* **To do**:
Can you reproduce the lines from the start through the one holding "0,0,519,178", inclusive, requests and all, with each bounding-box coordinate in the answers scaled by 1.8 and rounded to a whole number, halves going up?

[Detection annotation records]
————————

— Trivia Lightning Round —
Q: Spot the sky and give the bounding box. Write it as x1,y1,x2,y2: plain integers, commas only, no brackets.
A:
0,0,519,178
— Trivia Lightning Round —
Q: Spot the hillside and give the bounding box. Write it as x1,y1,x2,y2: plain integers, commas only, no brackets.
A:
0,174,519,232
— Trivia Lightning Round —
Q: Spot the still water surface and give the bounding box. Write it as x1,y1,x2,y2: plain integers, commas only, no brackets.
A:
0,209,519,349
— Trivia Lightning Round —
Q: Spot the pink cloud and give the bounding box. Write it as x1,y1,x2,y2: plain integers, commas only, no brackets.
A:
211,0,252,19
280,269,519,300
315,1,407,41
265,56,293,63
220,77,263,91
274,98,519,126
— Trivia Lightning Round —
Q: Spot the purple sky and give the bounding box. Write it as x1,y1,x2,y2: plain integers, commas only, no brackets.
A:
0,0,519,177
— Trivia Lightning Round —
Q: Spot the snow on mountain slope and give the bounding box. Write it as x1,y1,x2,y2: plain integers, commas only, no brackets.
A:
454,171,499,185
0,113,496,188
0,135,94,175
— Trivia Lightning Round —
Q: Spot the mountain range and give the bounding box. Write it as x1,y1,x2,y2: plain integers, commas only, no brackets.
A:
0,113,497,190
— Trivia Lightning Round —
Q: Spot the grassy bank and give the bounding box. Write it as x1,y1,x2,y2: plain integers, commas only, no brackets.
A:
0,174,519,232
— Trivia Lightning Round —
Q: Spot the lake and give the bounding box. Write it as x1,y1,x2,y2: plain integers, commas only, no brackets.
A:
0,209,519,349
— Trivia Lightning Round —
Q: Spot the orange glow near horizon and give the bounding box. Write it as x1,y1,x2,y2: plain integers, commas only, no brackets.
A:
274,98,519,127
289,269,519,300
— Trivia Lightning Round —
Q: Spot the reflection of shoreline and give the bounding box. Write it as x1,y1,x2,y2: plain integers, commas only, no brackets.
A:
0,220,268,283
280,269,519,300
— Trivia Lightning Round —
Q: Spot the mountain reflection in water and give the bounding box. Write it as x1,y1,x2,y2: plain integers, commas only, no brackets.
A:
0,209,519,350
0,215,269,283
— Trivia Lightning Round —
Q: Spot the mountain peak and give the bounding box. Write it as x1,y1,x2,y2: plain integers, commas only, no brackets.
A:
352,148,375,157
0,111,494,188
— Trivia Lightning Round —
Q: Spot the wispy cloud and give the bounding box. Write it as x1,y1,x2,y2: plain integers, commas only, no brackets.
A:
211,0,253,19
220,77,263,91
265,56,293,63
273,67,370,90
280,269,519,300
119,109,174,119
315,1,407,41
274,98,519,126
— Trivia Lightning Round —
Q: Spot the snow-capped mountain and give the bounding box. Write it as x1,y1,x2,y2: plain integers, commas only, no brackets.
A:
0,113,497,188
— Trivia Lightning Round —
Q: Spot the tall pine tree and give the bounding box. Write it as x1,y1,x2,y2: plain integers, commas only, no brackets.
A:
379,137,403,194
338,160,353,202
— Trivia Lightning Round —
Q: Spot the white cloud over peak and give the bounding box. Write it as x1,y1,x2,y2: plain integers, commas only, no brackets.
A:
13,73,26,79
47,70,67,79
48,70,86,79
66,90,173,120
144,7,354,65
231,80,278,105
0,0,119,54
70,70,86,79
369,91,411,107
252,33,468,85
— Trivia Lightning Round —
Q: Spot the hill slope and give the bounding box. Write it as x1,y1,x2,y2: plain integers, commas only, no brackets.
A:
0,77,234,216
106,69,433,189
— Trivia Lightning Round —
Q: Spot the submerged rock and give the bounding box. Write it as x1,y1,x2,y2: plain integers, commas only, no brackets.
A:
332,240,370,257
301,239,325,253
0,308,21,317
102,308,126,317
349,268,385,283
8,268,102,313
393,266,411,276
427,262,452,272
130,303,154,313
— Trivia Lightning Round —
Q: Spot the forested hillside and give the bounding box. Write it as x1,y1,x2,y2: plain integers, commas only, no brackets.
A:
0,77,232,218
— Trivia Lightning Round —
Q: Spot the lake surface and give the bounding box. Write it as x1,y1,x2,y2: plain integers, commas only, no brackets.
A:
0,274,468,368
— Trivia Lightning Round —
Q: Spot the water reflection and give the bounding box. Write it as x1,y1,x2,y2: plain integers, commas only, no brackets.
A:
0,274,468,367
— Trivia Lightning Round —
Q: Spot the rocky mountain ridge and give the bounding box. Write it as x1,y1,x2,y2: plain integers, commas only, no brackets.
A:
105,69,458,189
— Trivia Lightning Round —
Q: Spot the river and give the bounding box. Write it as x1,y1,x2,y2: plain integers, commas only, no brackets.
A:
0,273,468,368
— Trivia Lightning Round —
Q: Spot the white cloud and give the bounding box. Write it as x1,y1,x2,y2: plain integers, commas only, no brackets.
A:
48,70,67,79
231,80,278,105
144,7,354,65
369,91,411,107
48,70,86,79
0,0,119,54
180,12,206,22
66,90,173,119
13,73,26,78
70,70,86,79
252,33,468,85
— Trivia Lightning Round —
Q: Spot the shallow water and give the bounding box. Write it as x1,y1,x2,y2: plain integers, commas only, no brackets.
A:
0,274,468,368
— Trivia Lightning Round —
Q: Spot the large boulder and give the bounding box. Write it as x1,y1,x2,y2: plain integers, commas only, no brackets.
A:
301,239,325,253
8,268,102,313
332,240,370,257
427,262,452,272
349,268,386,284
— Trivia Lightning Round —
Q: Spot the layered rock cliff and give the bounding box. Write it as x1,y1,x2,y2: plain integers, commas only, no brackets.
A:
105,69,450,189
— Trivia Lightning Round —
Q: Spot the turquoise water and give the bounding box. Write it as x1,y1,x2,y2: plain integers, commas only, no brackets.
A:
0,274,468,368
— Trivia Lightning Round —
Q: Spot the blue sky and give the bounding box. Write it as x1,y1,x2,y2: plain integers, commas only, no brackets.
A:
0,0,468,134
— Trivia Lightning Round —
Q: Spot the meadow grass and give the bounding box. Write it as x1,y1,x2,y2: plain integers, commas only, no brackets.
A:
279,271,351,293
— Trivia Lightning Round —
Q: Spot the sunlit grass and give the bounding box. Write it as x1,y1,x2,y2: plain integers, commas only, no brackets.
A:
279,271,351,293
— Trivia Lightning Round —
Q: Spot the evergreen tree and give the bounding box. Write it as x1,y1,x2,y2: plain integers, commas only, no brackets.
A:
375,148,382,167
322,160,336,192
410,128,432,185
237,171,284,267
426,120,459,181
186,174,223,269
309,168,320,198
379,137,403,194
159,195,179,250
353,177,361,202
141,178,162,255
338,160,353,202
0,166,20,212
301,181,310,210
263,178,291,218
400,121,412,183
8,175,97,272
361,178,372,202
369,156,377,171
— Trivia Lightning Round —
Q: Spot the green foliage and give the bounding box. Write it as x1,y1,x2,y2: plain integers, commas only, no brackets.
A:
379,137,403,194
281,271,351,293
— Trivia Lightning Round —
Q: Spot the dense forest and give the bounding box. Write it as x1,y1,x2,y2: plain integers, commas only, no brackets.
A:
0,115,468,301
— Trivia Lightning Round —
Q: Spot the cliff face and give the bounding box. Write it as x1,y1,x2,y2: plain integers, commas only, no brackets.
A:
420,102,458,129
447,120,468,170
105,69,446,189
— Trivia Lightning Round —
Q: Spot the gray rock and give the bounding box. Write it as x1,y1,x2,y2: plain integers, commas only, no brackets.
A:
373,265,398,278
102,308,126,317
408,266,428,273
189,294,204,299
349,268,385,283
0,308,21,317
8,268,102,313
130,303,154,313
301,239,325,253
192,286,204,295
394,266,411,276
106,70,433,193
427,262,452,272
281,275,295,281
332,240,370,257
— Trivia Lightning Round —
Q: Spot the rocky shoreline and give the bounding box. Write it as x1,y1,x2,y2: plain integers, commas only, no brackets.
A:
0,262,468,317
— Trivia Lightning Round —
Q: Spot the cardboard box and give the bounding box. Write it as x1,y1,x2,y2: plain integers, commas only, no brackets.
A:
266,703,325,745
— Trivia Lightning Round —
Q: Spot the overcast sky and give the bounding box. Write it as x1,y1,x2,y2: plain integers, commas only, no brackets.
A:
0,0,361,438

————————

* **The answer**:
— Trivia Lightning Round —
Q: Spot the sky and give the bounding box. Write it as x1,y1,x2,y2: plain integers, commas only, no brackets.
A:
0,0,934,320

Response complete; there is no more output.